What is needed: In the text on Russia's chemical weapons claim, at what meeting did Vitaly Churkin make his announcement?

START Extracted text

Russian Ambassador to the United Nations (UN) Vitaly Churkin (photo by AFP)
Russia says the terrorists operating near the city of Tikrit in north-central Iraq have been found in possession of chemical weapons that have been sourced from Turkey.
Russia’s Ambassador to the United Nations (UN) Vitaly Churkin made the announcement to a UN Security Council meeting on Friday.
“These [explosive] compounds were either manufactured in Turkey or sold there without the right of re-export,” he said.
The Russian envoy said the discovery had been made following the “analysis of core chemical components of explosive compounds seized from” terrorists near Tikrit, “a subsequent identification of producer companies, and a scrutiny of terms of sales to other countries.”
“Chemical warfare agents are rapidly spreading across the region and are used by terrorists whereas some of the [Security Council] member states are stubbornly seeking to turn a blind eye on that and go on blaming ‘the [Syrian President] Bashar al-Assad’s regime’ for everything.”

END Extracted text
START Data

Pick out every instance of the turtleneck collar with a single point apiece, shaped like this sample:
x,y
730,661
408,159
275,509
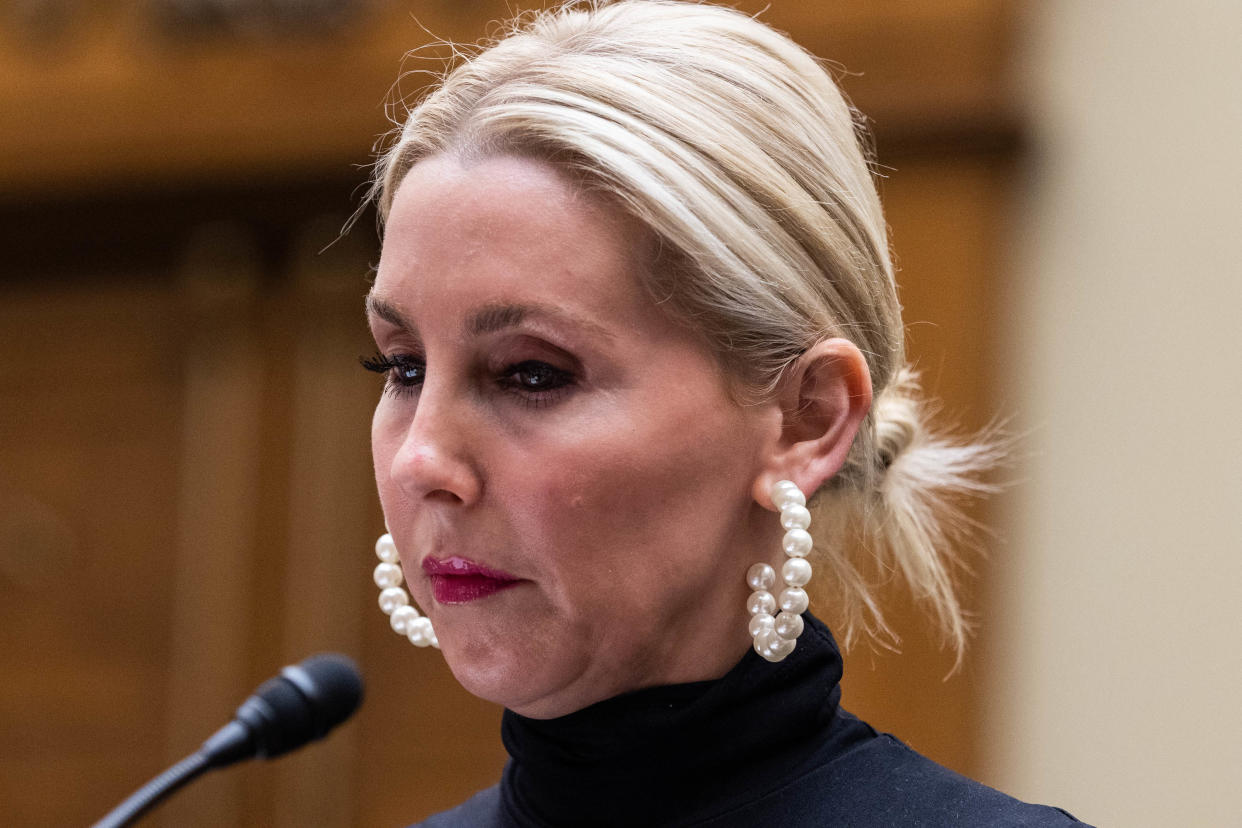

END Data

Written response: A UN Security Council meeting on Friday.